> _Consignes_
1. Renvoyez tel quel le passage du compte rendu sur La Dame blanche qui commence à « Non seulement je » et se poursuit jusqu'à « le plan musical. ».
2. Prolongez le compte rendu sur La Dame blanche en reprenant juste après sa dernière phrase.

> _Texte fourni_
◆ ◆ ◆ ◆
Pour la découverte d'une oeuvre rare "La Dame Blanche" à l'Opéra Comique

La Dame blanche

De François-Adrien Boieldieu
Opéra-comique en trois actes, sur un livret d’Eugène Scribe d’après Walter Scott.
Créé à l’Opéra Comique en 1825.

Direction musicale Julien Leroy
Mise en scène Pauline Bureau
Décors Emmanuelle Roy

Georges Brown Philippe Talbot
Anna Elsa Benoit
Jenny Sophie Marin-Degor
Gaveston Jérôme Boutillier
Marguerite Aude Extrémo
Dickson Yann Beuron
Mac-Irton Yoann Dubruque
 Chœur Les éléments
Orchestre Orchestre National d’Île-de-France

Non seulement je n'avais jamais vu cette oeuvre mais je n'avais même pas écouté l'excellent enregistrement de 1997 de Marc Minkowski.
Boieldieu était célèbre quand il composé cette histoire écossaise, la Dame Blanche dut battre quelques records de présentations à l'époque. Il était contemporain et voisin de Rossini et le moins qu'on puisse dire, c'est qu'une certaine parenté est évidente sur le plan musical.
◆ ◆ ◆ ◆
> _Matériel fourni_
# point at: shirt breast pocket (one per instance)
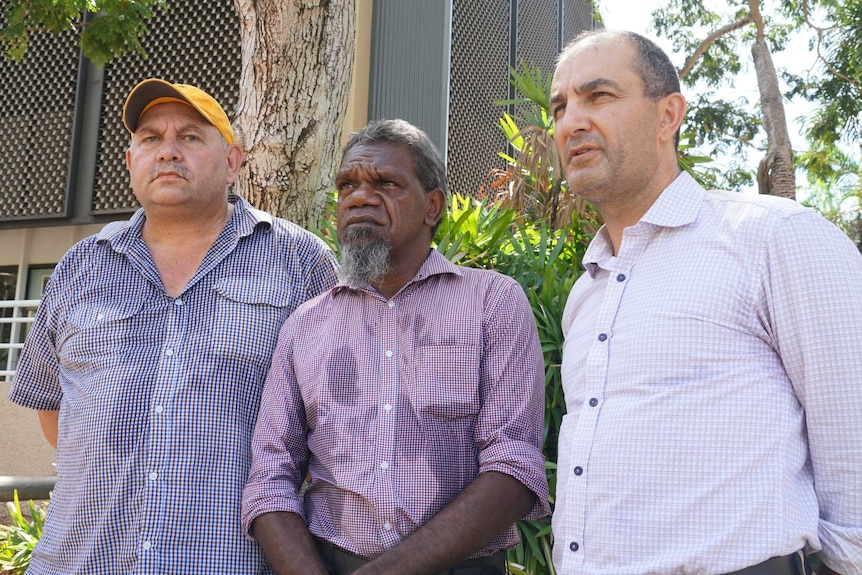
◆ ◆ ◆ ◆
> _Résultats par consigne_
1.
Non seulement je n'avais jamais vu cette oeuvre mais je n'avais même pas écouté l'excellent enregistrement de 1997 de Marc Minkowski.
Boieldieu était célèbre quand il composé cette histoire écossaise, la Dame Blanche dut battre quelques records de présentations à l'époque. Il était contemporain et voisin de Rossini et le moins qu'on puisse dire, c'est qu'une certaine parenté est évidente sur le plan musical.

2.
Si on excepte une ouverture (d’Adolphe Adam, son élève à l’époque) que j'ai trouvée personnellement assez "pompier" et sans l'intelligence mélodique de Rossini, le reste est musicalement relativement inventif et, comme le maitre italien, ménage de beaux airs pour tout le monde, des duos enlevés, des trios et des ensemble bien scandés avec départ en canon sur des phrases musicales différentes qui évoque assez irrésistiblement la Cenerentola ou le Voyage à Reims.
Le thème, lui, est une de ses histoires dont raffolaient les spectateurs du 19ème siècle (tiré de deux romans de Walter Scott), d'injuste ruine de nobles écossais soutenus par leurs paysans, d'enfant héritier disparu, d'amours enfantines qui resurgissent, de fantômes et de revanche. Les dialogues parlés sont assez longs mais magnifiquement fondus dans l'ensemble qui ne lésine pas dans les explications détaillées permettant de suivre 'intrigue somme toute assez simple pourtant.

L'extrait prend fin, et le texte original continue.